WRITTEN TASK A:
Answer these questions using the article on Harry Reid's charge against Mitt Romney.
(i) What did Jon Stewart call Harry Reid?
(ii) According to Mitch McConnell, making such a charge was beneath what?
(iii) Which term would Reid be up for in 2016?

PASSAGE TO READ:
-- -- --
‘He literally could not care less,’ a Reid confidante said. | Jay Westcott/POLITICO
Jon Stewart called Harry Reid “a really, really terrible person” for his unsubstantiated allegation that Mitt Romney hadn’t paid taxes for 10 years. Mitch McConnell said it was “beneath the dignity” of the majority leader’s office to make such a charge.
And conservative commentators are calling on Reid to put his money where his mouth is and release his own tax returns.
The ruthless Senate majority leader sees political gold in his attack on Romney — and he’s got the blessing from President Barack Obama’s campaign for the attack, even if he lacks evidence on Romney’s failure to pay taxes.
Reid has calculated that the frenzy created by his charge has accomplished exactly what he sought to do: Turn the focus back onto the GOP nominee’s unreleased tax returns, according to several people close to the leader and the campaign. For Reid, he’s got virtually nothing to lose: His approval ratings back home are still upside-down, and he may not even run for reelection when he’s up for a sixth term in 2016.
-- -- --
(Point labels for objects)
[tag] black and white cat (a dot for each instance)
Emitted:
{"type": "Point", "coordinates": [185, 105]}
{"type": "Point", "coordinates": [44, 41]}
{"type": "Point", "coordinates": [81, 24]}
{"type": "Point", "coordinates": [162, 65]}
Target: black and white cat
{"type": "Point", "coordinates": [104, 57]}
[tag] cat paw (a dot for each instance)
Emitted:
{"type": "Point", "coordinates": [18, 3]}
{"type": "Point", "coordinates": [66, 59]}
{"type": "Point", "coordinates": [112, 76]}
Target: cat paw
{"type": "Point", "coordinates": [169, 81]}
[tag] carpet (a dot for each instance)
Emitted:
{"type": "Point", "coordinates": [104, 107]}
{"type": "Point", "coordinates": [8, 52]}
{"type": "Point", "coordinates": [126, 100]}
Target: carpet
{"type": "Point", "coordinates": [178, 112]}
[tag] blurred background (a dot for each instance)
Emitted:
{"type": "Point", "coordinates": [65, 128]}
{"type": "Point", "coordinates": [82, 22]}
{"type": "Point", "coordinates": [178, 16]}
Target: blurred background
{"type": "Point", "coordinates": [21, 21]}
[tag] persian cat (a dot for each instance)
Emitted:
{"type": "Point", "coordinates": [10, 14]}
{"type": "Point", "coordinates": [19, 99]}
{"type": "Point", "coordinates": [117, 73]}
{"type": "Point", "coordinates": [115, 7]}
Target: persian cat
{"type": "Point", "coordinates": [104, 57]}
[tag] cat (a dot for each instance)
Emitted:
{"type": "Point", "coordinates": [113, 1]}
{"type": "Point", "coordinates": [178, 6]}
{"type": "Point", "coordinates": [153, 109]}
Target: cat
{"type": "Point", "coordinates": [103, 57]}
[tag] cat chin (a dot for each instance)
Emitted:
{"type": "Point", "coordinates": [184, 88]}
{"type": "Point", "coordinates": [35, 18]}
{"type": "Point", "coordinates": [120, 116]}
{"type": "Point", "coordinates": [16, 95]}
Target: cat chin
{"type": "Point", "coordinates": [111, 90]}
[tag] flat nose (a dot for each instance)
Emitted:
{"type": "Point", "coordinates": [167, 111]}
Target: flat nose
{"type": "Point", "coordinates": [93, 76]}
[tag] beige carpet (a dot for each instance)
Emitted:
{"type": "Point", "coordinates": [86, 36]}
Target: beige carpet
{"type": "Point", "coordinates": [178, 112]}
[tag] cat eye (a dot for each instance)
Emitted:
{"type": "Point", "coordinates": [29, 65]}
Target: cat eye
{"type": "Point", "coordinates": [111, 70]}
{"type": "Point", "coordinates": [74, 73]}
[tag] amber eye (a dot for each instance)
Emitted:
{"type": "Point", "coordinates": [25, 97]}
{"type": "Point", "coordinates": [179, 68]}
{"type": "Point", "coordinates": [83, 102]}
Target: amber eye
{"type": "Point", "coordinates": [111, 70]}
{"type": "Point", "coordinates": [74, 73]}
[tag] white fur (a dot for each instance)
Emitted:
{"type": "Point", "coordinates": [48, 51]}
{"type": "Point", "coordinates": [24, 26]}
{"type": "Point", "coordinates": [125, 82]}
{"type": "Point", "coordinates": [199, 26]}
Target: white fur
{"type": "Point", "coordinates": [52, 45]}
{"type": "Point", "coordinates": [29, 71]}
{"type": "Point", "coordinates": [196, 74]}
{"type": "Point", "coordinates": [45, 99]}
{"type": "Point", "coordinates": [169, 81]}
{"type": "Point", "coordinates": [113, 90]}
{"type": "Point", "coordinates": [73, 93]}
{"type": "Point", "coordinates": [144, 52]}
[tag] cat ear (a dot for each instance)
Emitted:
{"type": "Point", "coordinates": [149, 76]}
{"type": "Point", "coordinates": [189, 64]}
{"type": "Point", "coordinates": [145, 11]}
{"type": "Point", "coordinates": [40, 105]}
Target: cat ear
-- -- --
WRITTEN TASK B:
Please gather every line in the entries above that contains the word "amber".

TASK RESULT A:
(i) "a really, really terrible person"
(ii) The dignity of the majority leader's office
(iii) A sixth term

TASK RESULT B:
[tag] amber eye (a dot for each instance)
Target: amber eye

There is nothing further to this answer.